------ DOCUMENT SEGMENT ------

Re: [Discussion] Query Regarding Operator chaining

Stephan Ewen
Just to be sure: Each *subtask* has one thread - so for each task, there
are as many parallel threads (distributed across nodes) as your parallelism
indicates.

For most cases, having long chains and then a higher parallelism is a good
choice.
Cases where individual functions (MapFunction, etc) do something very CPU
intensive are cases where you may want to not chain them, so they get a
separate thread.

If you see all tasks in one box in the UI, it probably means you have only
"Filter" and "Map" as a function? In that case it is fine to have just one
box (=Task) in the UI. The box still has parallelism via subtasks.

If you insert a "rebalance()" between the Kafka Source and the
Map/Filter/etc it makes sure that the data distribution in the
Map/Filter/etc operators has best utilization independent of how the data
was partitioned in Kafka.
You should then also see two boxes in the UI - one for the Kafka Source,
one for the actual processing.

------

■ **THE TASKS**
A) In the operator chaining post, what call does it suggest inserting between the Kafka Source and the Map/Filter operators?
B) For each statement, answer yes or no on whether it agrees with the operator chaining post, and quote the words that decide it. (i) Long chains with a higher parallelism are a good choice in most cases. (ii) Seeing only one box in the UI means the job has no parallelism. (iii) Inserting a rebalance after the Kafka Source should produce three boxes in the UI.
The lines after this come from a separate source.

------ DATASET ENTRIES ------

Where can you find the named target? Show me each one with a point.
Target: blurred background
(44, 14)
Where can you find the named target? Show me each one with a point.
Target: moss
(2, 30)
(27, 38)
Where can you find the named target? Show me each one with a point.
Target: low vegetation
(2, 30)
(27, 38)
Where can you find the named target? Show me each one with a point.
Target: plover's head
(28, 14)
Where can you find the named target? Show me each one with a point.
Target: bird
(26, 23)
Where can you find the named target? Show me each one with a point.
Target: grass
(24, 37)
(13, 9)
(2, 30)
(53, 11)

------
------ DATASET ENTRIES ------

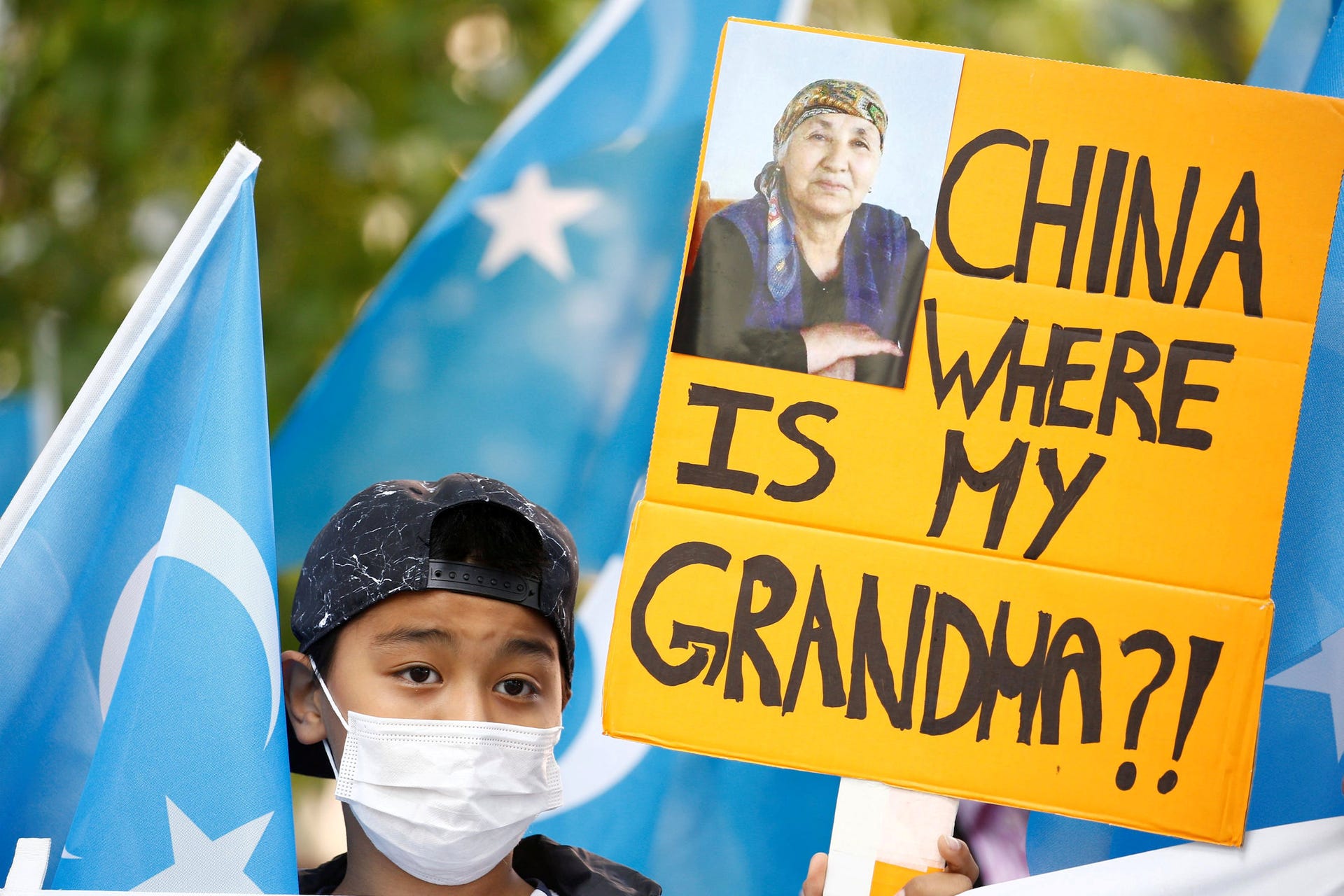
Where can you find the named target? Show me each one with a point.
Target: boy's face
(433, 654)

------

■ **SOLUTIONS TO THE PROBLEMS**
A) "rebalance()"

B)
(i) Yes: "For most cases, having long chains and then a higher parallelism is a good choice."
(ii) No: "The box still has parallelism via subtasks."
(iii) No: "You should then also see two boxes in the UI"